Advancing Comprehensive Performance Measurement of Transportation Outcomes

Transportation and its infrastructure are not ends in themselves, but means for accessing places for economic activity, i.e., overcoming the friction between where you are and where you want to be. Transportation agencies, state departments of transportation (DOTs), and other infrastructure owner-operators (IOOs) work to create public value in providing safe mobility. This is balanced with a desire to support societal goals and improve the quality of life. Many agencies continue evolving toward community-centered transportation by adopting more comprehensive and outcome-oriented goals for accessibility, affordability, resiliency, sustainability, public health, and security. Measuring these less conventional outcomes (i.e., compared to traffic delay or pavement condition) remains an immature practice and not widely done. There is a legacy of a strong, institutionalized bias toward infrastructure- and auto-oriented performance. Yet many emerging measures are closely tied to diverse societal goals, and practice is advancing in pockets around the country, including efforts to influence investment decision-making through a more comprehensive performance framework. The objective of this research is to achieve a more coherent national practice by documenting the current state of the art, identifying methodological and institutional gaps, and charting a path toward elevating practice nationwide. Lessons will be identified from the evolution of traditional measures like pavement condition or level of service, each decade in the making and continuing to evolve, be reimagined, or even discarded. Once-novel travel time reliability is also now a “traditional” measure, but not before the Second Strategic Highway Research Program (SHRP2) began 15 years ago. This research will evolve contemporary measures, help expand emerging leading practices for adoption by agencies around the nation, and advance improved measurement, integration, and incorporation of important policy goals into investment decision-making.

● Available data
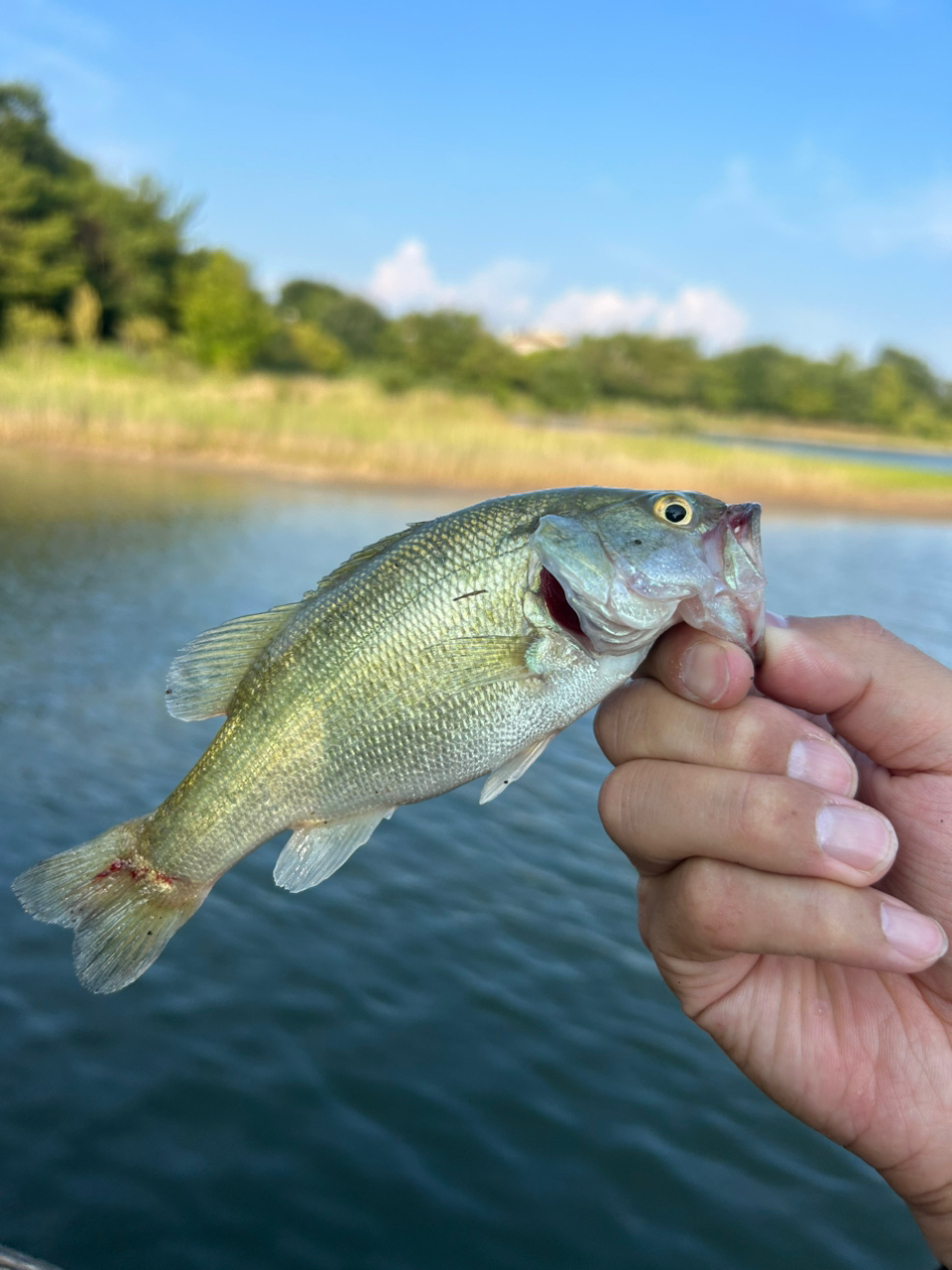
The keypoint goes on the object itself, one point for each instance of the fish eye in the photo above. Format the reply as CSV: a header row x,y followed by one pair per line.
x,y
674,509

● Written task 1
According to the research description on transportation performance measurement, what is the objective of the research?
● Written task 2
Using the research description on transportation performance measurement, explain why it says transportation and its infrastructure are not ends in themselves.

● Worked solution 1
The objective is to achieve a more coherent national practice by documenting the current state of the art, identifying methodological and institutional gaps, and charting a path toward elevating practice nationwide.

● Worked solution 2
Transportation and its infrastructure are means for accessing places for economic activity. They serve to overcome the friction between where you are and where you want to be.